Activisme des marques : axe crédible de communication ou opportunisme déplacé ?

Début septembre, Nike a détonné dans l’univers souvent policé de la communication sportive. La marque au swosh a en effet choisi comme égérie de sa nouvelle campagne, le footballeur américain Colin Kaepernick. Le même qui avait mis un genou à terre pendant l’hymne national en guise de protestation contre les violences policières envers les populations noires. Ce qui avait déclenché illico des tweets furibards et indignés de Donald Trump et ravivé les débats sur la ségrégation raciale aux USA. Pour autant, une marque peut-elle se faire le porte-drapeau d’une cause sans être taxée de récupération opportuniste, voire de « brainwashing » communicant ? La question mérite d’être posée à l’heure où le regard des citoyens-consommateurs posé sur les marques évolue nettement.

Associer et engager une marque au service d’une cause sociétale potentiellement clivante est une idée qui aurait certainement fait se dresser les cheveux sur la tête de multiples communicants et marketeurs il y a encore quelques années. Hormis des marques atypiques comme Patagonia et Ben & Jerry’s qui ont originellement couplé leur ADN d’entreprise avec des prises de position tranchées sur de thèmes d’intérêt public, peu d’acteurs se risquaient à afficher des convictions politiques, sociales, environnementales de crainte de faire fuir leurs consommateurs et faire péricliter leurs affaires. D’aucuns contournaient le sujet en établissant des partenariats avec des ONG ou des célébrités notoirement engagées mais souvent de façon ponctuelle et micro-ciblée pour éviter des effets boomerang. Bien qu’en France, les marques restent globalement encore frileuses ou mesurées, elles hésitent de moins en moins aux Etats-Unis à s’impliquer dans des débats qui dépassent le simple marketing. Est-ce pertinent et légitime ?

Le cas emblématique de Nike/Colin Kaepernick

Pour célébrer les 30 ans de sa signature mondialement connue « Just Do It », Nike a décidé de mettre les pieds dans le plat. C’est le moins qu’on puisse dire ! Parmi la brochette de sportifs élus pour incarner la nouvelle campagne, l’équipementier sportif a inclus Colin Kaepernick. Si son nom et son visage ne sont guère notoires Outre-Atlantique, c’est totalement le contraire qui prévaut aux Etats-Unis. En 2016 alors que la saison de football américain touchait à sa fin, l’ancien quart-arrière des 49ers de San Francisco s’est agenouillé sur la pelouse tandis que retentissait le « Star-Spangled Banner », l’hymne national joué à chaque début de rencontre. Par ce geste, Colin Kaepernick entendait marquer sa contestation contre les excès de violence de la police qui frappent plus souvent qu’à leur tour les communautés noires. Imité par d’autres joueurs, Colin Kaepernick se voit aussitôt admonesté par une déclaration rageuse et sans filtre de Donald Trump : « Sortez ce fils de pute du terrain. Dehors, il est viré. Il est viré ».

— Consignes de travail —
**a)** Selon le texte sur l'activisme des marques, pourquoi la plupart des entreprises évitaient-elles autrefois d'afficher des convictions politiques, sociales ou environnementales ? Répondez en une à trois phrases.
**b)** Poursuivez le texte sur l'activisme des marques à partir de sa dernière phrase.

— Données fournies —
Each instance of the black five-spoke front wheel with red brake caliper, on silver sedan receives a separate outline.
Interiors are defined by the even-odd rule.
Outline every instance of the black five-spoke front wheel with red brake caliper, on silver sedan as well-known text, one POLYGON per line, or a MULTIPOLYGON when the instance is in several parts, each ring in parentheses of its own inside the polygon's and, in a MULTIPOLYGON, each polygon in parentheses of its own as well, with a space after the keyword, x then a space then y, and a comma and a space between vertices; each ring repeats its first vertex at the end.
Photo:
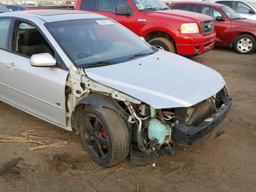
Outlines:
POLYGON ((128 156, 129 130, 116 111, 86 106, 80 114, 79 126, 84 148, 100 166, 114 166, 128 156))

— Corrigé des exercices —
**a)** Elles craignaient de faire fuir leurs consommateurs et de faire péricliter leurs affaires. Celles qui abordaient malgré tout ces sujets le faisaient par des partenariats avec des ONG ou des célébrités engagées, souvent ponctuels et micro-ciblés, afin d'éviter des effets boomerang.

**b)**
Si l’athlète a contribué à susciter le débat médiatique, il a aussi ruiné sa carrière puisqu’il n’a plus retrouvé de club où évoluer depuis son coup d’éclat symbolique. Il est également en procès avec la NFL (Ligue nationale de football US) qu’il accuse de collusion pour l’exclure des terrains. Enfin, la plupart de ses sponsors ont pris leurs distances. Excepté une marque avec laquelle il est sous contrat depuis 2011 : Nike. Ce n’est pas la première fois que la marque à la virgule reste fidèle. Lors des déboires conjugaux et professionnels du golfeur Tiger Woods, elle avait maintenu la relation contractuelle en dépit d’une pression médiatique calamiteuse pour le champion des greens. C’est donc fort logiquement que Colin Kaepernick devient l’un des visages du 30e anniversaire du slogan « Just do it » aux côtés de la tenniswoman au caractère bien trempé, Serena Williams et du basketteur mythique de la NBA, LeBron James.

Chaud bouillant devant !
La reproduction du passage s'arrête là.